Type Inference

Ori uses Hindley-Milner (HM) type inference, extended with features for patterns and capabilities.

How HM Inference Works

1. Fresh Type Variables

When a type is unknown, create a fresh type variable:

fn fresh_type_var(&mut self) -> Type {
    let id = self.next_var;
    self.next_var = TypeVarId(self.next_var.0 + 1);
    Type::TypeVar(id)
}

2. Constraint Generation

Walk the AST and generate equality constraints:

fn infer_expr(&mut self, expr: ExprId) -> Type {
    let expr_data = self.arena.get(expr);

    match &expr_data.kind {
        ExprKind::Literal(Literal::Int(_)) => Type::Int,

        ExprKind::Ident(name) => {
            self.env.lookup(*name).cloned()
                .unwrap_or_else(|| self.error_undefined(*name))
        }

        ExprKind::Binary { left, op, right } => {
            let left_ty = self.infer_expr(*left);
            let right_ty = self.infer_expr(*right);
            self.infer_binary_op(*op, left_ty, right_ty)
        }

        ExprKind::Let { name, value, body } => {
            let value_ty = self.infer_expr(*value);
            self.env.push_scope();
            self.env.bind(*name, value_ty);
            let body_ty = self.infer_expr(*body);
            self.env.pop_scope();
            body_ty
        }

        // ...
    }
}

3. Unification

Solve constraints by unifying types:

fn unify(&mut self, t1: &Type, t2: &Type) -> Result<(), TypeError> {
    let t1 = self.apply_subst(t1);
    let t2 = self.apply_subst(t2);

    match (&t1, &t2) {
        // Same type - ok
        (Type::Int, Type::Int) => Ok(()),

        // Type variable - bind it
        (Type::TypeVar(id), ty) | (ty, Type::TypeVar(id)) => {
            if self.occurs_in(*id, ty) {
                Err(TypeError::InfiniteType)
            } else {
                self.substitution.insert(*id, ty.clone());
                Ok(())
            }
        }

        // Compound types - recurse
        (Type::List(a), Type::List(b)) => self.unify(a, b),

        (Type::Function { params: p1, ret: r1 },
         Type::Function { params: p2, ret: r2 }) => {
            if p1.len() != p2.len() {
                return Err(TypeError::ParamCountMismatch);
            }
            for (a, b) in p1.iter().zip(p2.iter()) {
                self.unify(a, b)?;
            }
            self.unify(r1, r2)

◆ **Extracted material**:
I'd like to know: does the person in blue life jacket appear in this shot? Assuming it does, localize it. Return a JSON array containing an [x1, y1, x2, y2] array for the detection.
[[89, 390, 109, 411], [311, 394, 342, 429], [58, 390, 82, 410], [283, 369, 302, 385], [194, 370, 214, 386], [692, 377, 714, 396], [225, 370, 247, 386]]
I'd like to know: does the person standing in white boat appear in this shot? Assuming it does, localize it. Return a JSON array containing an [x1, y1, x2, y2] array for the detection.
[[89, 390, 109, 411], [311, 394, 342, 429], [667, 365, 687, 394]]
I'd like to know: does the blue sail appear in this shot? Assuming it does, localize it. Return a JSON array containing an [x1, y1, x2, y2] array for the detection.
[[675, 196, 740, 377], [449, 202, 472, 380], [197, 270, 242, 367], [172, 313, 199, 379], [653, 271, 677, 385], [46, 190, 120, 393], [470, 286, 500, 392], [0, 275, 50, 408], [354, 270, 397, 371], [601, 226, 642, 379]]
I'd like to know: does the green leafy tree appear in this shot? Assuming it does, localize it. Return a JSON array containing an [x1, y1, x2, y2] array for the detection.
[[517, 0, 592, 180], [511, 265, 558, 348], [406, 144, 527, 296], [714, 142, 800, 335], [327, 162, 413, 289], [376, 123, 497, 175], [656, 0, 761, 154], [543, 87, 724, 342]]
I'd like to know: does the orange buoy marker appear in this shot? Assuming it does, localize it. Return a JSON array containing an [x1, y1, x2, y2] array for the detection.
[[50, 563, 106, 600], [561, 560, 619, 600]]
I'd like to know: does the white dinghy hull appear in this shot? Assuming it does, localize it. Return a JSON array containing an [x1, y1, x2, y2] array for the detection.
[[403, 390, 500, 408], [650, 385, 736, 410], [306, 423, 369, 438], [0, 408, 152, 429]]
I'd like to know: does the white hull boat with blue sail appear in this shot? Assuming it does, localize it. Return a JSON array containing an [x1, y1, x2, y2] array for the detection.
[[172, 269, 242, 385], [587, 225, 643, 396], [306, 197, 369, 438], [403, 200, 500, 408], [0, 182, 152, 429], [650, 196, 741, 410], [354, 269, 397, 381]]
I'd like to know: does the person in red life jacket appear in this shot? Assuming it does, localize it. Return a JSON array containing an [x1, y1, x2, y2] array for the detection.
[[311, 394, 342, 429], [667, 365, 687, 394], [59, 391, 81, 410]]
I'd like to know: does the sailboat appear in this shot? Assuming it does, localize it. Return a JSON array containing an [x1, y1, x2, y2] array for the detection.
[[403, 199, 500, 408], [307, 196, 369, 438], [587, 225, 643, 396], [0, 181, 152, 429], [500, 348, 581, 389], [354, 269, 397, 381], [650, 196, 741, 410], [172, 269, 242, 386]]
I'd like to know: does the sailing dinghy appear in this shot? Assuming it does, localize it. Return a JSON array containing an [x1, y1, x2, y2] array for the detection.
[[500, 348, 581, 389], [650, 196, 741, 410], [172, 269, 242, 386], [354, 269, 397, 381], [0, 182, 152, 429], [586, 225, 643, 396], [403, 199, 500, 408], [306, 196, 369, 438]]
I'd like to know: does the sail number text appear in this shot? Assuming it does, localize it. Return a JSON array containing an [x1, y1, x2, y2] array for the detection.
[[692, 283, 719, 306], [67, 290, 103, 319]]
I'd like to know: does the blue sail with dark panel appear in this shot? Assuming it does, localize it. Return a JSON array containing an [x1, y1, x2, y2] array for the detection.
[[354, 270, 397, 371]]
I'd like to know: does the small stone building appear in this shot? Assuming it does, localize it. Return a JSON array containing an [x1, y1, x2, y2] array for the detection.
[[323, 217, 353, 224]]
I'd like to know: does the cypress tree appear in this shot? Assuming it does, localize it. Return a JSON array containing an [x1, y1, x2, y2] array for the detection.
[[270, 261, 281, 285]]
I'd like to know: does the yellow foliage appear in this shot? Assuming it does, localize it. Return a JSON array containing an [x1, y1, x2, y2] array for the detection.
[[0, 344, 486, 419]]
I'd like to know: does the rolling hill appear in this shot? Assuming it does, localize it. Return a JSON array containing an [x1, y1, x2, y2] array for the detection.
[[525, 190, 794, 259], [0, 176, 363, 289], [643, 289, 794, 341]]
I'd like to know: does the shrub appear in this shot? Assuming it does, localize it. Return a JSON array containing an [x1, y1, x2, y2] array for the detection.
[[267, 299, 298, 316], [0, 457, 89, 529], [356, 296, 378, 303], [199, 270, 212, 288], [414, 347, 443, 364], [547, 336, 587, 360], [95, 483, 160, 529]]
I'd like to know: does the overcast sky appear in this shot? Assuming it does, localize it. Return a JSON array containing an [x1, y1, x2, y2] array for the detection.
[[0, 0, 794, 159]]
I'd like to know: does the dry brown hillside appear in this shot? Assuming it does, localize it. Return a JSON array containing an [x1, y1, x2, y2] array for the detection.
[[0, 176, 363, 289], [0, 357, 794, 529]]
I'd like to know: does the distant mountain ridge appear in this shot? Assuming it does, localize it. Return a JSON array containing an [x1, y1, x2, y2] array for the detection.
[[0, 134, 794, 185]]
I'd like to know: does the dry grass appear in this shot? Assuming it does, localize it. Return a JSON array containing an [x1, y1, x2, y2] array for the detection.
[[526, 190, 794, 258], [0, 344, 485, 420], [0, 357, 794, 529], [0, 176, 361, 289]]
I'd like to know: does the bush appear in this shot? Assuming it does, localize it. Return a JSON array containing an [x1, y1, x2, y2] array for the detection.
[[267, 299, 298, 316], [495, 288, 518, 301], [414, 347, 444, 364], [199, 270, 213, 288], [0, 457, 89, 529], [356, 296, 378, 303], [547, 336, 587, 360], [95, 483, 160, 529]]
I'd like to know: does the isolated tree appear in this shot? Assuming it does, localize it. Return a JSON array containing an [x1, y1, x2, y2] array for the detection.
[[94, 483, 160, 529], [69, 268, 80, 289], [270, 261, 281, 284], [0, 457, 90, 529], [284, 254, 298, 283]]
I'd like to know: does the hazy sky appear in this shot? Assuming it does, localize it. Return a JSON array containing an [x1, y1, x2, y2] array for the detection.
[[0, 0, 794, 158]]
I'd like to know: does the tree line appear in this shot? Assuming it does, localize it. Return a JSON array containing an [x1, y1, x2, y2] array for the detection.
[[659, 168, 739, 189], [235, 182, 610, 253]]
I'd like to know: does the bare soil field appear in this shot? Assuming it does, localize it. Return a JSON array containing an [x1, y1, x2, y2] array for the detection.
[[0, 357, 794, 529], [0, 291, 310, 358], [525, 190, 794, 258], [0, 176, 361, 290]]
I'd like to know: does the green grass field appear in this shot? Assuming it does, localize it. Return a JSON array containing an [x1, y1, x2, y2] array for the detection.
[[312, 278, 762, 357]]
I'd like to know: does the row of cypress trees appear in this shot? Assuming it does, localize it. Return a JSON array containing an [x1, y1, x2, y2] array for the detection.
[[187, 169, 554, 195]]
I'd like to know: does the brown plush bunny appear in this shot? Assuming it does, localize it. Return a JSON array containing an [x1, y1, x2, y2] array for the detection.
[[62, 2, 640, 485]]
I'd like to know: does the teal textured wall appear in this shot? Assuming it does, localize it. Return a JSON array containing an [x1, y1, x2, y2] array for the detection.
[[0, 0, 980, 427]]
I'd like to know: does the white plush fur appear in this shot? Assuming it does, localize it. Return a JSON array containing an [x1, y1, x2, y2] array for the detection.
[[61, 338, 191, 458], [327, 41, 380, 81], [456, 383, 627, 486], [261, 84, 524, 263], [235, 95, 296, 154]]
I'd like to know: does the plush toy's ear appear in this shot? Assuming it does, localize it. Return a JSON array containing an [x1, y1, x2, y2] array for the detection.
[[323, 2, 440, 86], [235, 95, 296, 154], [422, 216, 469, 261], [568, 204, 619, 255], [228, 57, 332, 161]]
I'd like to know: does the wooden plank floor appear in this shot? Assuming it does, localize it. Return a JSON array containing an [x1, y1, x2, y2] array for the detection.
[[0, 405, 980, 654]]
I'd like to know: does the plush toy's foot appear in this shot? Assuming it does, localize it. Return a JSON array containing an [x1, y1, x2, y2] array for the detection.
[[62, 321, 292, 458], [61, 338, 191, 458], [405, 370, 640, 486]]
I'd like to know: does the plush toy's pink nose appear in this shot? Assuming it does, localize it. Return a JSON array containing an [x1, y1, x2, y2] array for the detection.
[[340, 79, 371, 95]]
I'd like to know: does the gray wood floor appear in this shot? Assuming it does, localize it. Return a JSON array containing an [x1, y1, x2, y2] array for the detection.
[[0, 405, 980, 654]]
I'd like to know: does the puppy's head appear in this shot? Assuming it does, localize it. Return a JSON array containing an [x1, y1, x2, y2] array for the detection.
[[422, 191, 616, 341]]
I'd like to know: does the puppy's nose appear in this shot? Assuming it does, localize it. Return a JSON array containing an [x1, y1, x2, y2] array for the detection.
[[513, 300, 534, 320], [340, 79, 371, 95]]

◆ **Short problem**:
Copy out the type inference page word for word between "Walk the AST" and "self.env.lookup(*name).cloned()", inclusive. Nothing in the records matters here.

◆ **Full response**:
Walk the AST and generate equality constraints:

fn infer_expr(&mut self, expr: ExprId) -> Type {
    let expr_data = self.arena.get(expr);

    match &expr_data.kind {
        ExprKind::Literal(Literal::Int(_)) => Type::Int,

        ExprKind::Ident(name) => {
            self.env.lookup(*name).cloned()